Problem requirements. Your job is to set down the stretch of entries that opens with the line containing "Target: red car in background" and closes with the line containing "[(320, 777), (1012, 379), (913, 115)]". Keep both end lines, copy each exactly, and add nothing.

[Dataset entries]
★ ★ ★ ★ ★ ★ ★

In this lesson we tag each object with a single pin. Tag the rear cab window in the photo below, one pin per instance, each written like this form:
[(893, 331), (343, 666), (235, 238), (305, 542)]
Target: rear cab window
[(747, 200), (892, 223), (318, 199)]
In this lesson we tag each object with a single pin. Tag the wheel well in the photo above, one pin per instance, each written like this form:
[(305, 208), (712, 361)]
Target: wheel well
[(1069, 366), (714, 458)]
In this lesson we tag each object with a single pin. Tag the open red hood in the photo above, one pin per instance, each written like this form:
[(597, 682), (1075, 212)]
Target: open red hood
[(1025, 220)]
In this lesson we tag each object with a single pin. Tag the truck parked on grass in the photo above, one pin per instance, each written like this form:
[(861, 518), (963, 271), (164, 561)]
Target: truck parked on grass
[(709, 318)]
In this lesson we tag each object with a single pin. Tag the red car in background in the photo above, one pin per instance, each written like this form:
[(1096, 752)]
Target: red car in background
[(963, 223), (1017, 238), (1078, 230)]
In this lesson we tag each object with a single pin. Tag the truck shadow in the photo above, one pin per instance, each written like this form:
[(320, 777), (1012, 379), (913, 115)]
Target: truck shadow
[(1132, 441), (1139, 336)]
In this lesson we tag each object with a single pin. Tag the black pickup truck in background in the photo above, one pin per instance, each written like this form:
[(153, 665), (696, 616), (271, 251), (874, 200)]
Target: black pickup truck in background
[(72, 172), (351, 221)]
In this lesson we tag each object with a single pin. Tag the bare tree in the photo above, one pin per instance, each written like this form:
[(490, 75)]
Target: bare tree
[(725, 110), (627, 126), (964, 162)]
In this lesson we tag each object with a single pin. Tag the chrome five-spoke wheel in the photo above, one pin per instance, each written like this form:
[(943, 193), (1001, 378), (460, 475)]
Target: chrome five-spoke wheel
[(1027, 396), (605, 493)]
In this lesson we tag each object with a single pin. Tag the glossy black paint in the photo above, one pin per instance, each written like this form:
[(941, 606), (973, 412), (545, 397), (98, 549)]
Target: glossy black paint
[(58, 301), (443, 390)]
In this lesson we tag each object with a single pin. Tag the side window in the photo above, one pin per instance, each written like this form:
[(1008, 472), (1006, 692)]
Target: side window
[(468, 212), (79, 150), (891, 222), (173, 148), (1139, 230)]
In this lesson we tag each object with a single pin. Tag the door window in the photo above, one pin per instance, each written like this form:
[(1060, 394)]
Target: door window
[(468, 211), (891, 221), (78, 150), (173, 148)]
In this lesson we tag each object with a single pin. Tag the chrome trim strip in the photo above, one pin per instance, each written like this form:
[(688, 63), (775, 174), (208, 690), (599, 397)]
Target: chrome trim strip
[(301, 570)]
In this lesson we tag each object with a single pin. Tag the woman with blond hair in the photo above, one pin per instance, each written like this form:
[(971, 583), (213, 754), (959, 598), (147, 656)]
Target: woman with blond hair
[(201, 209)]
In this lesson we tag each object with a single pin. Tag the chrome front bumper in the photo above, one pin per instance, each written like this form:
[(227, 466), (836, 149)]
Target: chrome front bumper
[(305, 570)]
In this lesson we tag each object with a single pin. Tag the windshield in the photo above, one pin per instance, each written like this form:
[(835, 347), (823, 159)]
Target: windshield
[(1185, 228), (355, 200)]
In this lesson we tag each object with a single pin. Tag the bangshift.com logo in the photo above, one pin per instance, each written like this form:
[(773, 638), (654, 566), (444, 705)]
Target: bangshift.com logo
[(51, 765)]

★ ★ ★ ★ ★ ★ ★

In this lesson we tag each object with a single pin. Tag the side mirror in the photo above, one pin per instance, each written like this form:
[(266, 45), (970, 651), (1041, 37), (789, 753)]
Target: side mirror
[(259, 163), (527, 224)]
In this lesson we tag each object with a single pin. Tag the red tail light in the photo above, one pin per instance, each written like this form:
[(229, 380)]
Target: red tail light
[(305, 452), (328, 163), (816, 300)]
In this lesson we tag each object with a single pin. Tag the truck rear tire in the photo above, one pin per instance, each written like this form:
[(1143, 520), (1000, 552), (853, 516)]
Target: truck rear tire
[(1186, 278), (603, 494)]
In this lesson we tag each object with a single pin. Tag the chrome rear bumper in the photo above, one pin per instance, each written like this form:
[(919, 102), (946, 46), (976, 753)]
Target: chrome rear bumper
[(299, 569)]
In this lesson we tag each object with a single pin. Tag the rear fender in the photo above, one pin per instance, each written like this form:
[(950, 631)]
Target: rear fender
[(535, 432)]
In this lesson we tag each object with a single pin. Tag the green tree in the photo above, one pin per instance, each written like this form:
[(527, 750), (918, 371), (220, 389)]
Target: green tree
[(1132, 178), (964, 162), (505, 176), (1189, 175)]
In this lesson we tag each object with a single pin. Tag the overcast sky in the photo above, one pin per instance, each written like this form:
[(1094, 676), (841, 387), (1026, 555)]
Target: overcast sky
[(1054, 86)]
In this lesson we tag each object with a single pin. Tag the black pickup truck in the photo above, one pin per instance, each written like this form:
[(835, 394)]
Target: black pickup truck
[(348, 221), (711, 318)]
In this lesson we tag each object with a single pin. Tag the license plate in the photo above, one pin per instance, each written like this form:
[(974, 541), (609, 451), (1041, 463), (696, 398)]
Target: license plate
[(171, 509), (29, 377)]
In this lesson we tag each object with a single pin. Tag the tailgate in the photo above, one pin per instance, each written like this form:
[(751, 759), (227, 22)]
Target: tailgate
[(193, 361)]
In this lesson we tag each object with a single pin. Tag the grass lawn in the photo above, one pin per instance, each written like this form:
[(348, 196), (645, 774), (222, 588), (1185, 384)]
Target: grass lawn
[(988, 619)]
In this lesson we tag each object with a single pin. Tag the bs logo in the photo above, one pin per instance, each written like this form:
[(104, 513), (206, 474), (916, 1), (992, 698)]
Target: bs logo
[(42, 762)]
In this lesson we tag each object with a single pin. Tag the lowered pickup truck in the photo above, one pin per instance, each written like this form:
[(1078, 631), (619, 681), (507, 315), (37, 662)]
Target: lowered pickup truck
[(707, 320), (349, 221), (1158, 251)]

★ ★ ★ ★ ★ ★ ★

Task response.
Target: red car in background
[(963, 223), (1017, 238), (1078, 230)]
In this lesson we tag each object with a single pin. Tag the truck shadow in the photo above, one pin per instance, each written like this form:
[(320, 777), (1012, 379), (913, 115)]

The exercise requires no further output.